Given records
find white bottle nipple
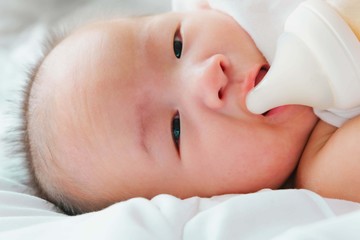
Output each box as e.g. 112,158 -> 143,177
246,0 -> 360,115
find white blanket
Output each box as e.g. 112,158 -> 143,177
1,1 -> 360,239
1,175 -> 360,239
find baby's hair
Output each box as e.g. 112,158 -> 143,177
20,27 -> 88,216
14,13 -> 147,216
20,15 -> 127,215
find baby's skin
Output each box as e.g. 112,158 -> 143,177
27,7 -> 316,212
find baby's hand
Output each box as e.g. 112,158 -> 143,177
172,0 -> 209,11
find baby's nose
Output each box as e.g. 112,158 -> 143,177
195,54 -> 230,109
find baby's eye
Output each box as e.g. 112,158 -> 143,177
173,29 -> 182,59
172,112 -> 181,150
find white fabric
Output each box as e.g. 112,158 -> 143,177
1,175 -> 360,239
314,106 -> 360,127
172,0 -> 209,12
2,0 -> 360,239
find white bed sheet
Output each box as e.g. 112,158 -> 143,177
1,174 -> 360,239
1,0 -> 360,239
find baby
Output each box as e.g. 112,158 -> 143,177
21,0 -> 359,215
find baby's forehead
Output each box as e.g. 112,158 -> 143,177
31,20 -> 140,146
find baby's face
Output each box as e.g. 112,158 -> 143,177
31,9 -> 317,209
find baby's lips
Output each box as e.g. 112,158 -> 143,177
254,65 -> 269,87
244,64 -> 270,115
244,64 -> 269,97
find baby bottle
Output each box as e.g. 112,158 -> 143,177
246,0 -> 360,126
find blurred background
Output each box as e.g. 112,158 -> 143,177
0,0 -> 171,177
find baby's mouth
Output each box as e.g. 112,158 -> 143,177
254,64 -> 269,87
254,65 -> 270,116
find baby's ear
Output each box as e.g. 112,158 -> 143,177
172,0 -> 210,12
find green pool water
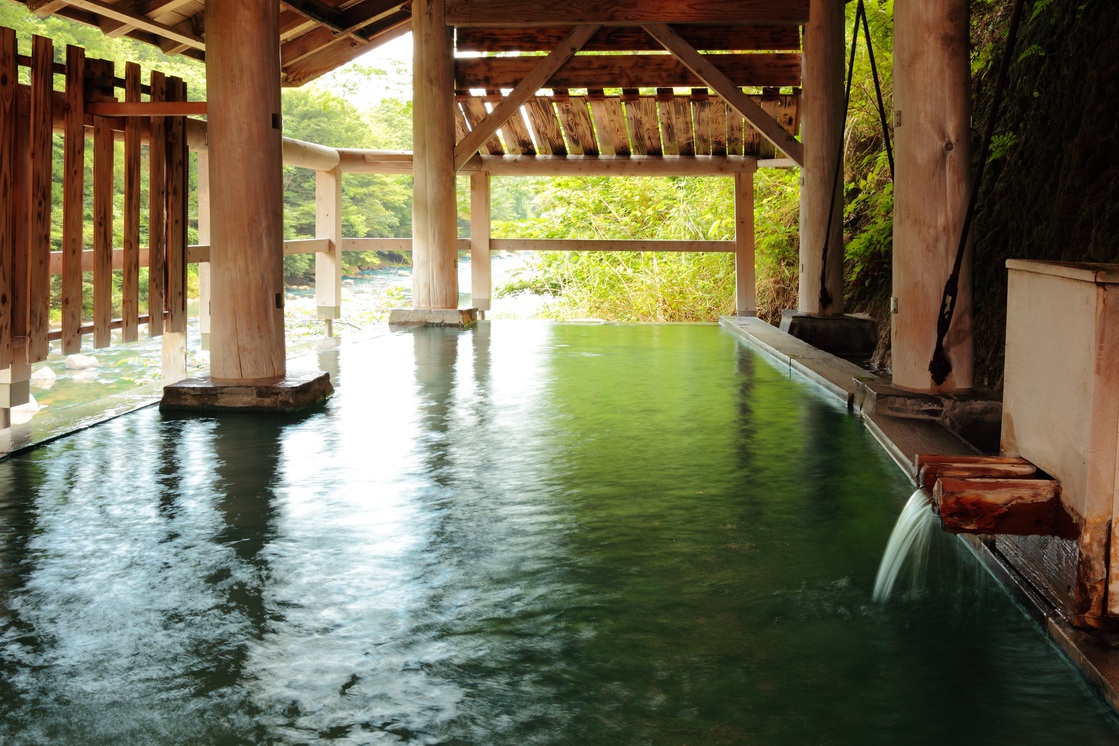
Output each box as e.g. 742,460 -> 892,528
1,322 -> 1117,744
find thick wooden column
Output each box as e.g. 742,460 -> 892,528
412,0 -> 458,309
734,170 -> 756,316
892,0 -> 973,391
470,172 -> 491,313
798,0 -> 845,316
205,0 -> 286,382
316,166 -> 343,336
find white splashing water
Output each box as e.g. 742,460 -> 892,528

Your instructions
Stop after the line containing "find thick wooden column": copy the records exactly from the first line up to there, leaving pictures out.

Result
find white bottle nipple
Output each box as e.g. 112,158 -> 143,177
246,0 -> 360,115
find white blanket
Output each box as e.g. 112,158 -> 143,177
1,1 -> 360,239
1,175 -> 360,239
find baby's hair
Output each box as e.g. 112,158 -> 143,177
20,27 -> 88,216
14,13 -> 147,216
20,15 -> 127,215
find baby's skin
Output each box as e.g. 112,158 -> 143,177
27,7 -> 316,212
find baby's hand
Output each box as e.g. 112,158 -> 143,177
172,0 -> 209,11
find baby's nose
Output each box as e.g. 112,158 -> 143,177
195,54 -> 230,109
find baby's eye
Output each box as e.g. 112,158 -> 143,177
173,29 -> 182,59
172,112 -> 181,150
find white fabric
Output each box as e.g. 112,158 -> 143,177
1,175 -> 360,239
314,106 -> 360,127
172,0 -> 209,12
2,0 -> 360,239
find white bed sheet
Output each box as e.g. 112,158 -> 143,177
1,174 -> 360,239
1,0 -> 360,239
find baby
Output each box as e.g. 112,158 -> 143,177
21,0 -> 359,215
find baby's forehead
Output each box as e.g. 112,158 -> 143,177
31,20 -> 140,146
find baby's face
Output each box as e.g. 112,158 -> 143,177
31,9 -> 317,209
find baby's lips
Output each box as e.g. 112,158 -> 143,177
254,65 -> 269,87
244,64 -> 270,115
244,64 -> 269,97
find baby bottle
Output each box as e.g. 112,158 -> 143,177
246,0 -> 360,126
find blurred background
Output each box as e.g. 112,158 -> 143,177
0,0 -> 171,177
find baby's mouth
Output each box as e.g. 112,158 -> 143,177
254,64 -> 269,87
254,65 -> 270,116
find baby's ear
Output each box as e.g. 112,158 -> 143,177
172,0 -> 210,12
find green pool water
Output each box as e.g. 742,460 -> 892,528
1,322 -> 1117,744
find thick wooden column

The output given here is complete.